But it could work for product managers too, who could use agents to produce specs and research, or engineers, to assist with code reviews.
“Relevance is the first company in the world to truly move beyond the classic search box or co-pilot interface that has predominated with generative AI so far,” Zeb Rice, co-founder and lead investor at King River Capital, said.
“Instead, Relevance AI unlocks this new technology’s true potential through the use of pre-built components and visual interfaces that help anyone create and manage AI teams from scratch, supercharging employee productivity. It’s a game changer.”
Bloomberg Intelligence estimates generative AI could grow at a CAGR of 42% over the next 10 years to become a US$1.3 trillion industry, from a market size of just US$40 billion in 2022. And rising demand for software products could add about US$280 billion of new software revenue, driven largely by specialised assistants, new infrastructure products and copilots.
◆ ◆ ◆ ◆
* _Things to do_:
A. Answer these questions from the Relevance AI excerpt.
(i) Who is identified as co-founder and lead investor at King River Capital?
(ii) What compound annual growth rate does Bloomberg Intelligence estimate for generative AI over the next 10 years?
(iii) What was the generative AI market size in 2022?
B. Continue the Relevance AI excerpt, starting after its final sentence.

* _Supplied data_:
◆ ◆ ◆ ◆
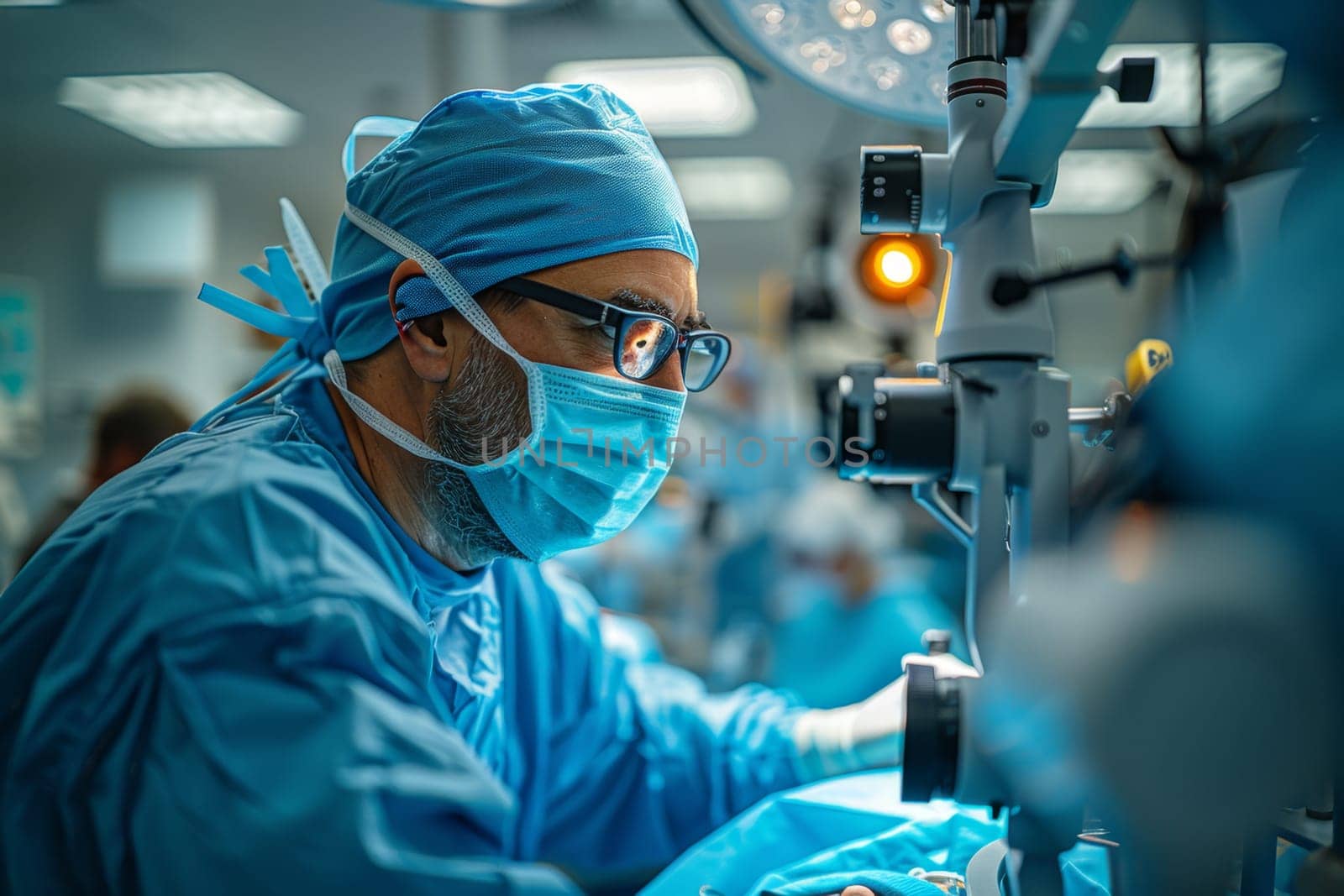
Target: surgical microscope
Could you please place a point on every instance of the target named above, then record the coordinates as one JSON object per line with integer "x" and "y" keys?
◆ ◆ ◆ ◆
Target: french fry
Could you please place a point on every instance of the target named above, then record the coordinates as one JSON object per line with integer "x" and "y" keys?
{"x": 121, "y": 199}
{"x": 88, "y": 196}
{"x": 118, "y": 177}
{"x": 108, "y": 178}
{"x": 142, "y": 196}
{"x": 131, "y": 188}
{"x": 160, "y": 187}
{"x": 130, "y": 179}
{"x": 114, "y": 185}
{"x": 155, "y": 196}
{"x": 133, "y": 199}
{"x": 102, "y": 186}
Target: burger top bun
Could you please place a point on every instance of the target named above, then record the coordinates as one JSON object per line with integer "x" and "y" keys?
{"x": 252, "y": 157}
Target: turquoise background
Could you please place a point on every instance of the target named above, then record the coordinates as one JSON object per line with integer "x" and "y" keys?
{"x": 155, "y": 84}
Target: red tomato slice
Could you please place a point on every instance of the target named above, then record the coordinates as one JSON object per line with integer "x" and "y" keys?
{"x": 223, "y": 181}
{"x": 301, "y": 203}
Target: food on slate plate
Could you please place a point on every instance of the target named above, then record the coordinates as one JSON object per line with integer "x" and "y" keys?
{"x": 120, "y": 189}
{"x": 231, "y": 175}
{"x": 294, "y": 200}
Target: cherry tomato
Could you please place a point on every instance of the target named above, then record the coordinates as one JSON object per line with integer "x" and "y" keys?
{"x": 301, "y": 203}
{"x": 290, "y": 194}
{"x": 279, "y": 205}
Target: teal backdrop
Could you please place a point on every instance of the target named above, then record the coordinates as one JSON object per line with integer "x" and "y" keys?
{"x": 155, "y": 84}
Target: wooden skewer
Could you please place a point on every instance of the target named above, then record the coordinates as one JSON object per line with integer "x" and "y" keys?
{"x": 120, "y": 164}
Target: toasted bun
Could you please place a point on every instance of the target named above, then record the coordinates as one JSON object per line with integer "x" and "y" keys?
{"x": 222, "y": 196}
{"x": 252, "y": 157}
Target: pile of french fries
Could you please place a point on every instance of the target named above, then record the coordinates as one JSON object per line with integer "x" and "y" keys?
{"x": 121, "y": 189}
◆ ◆ ◆ ◆
* _Results of the exercise_:
A.
(i) Zeb Rice
(ii) 42%
(iii) US$40 billion

B.
“The scale of human productivity unleashed by Generative AI is likely to be unprecedented,” investor George Mathew, managing director at Insight Partners said.
“Relevance AI enables businesses to automate repetitive, costly and time-consuming tasks and to increase productivity.”
The company says it plans to use its latest funding to expand into San Francisco next year, and build its team and product.
“We’re looking to scale the team more as we expand our US presence with an office in San Francisco aiming to be around 30 by the middle of next year,” Koh says. “We’re continuing to iterate on our product too to help more businesses realise the potential of AI.”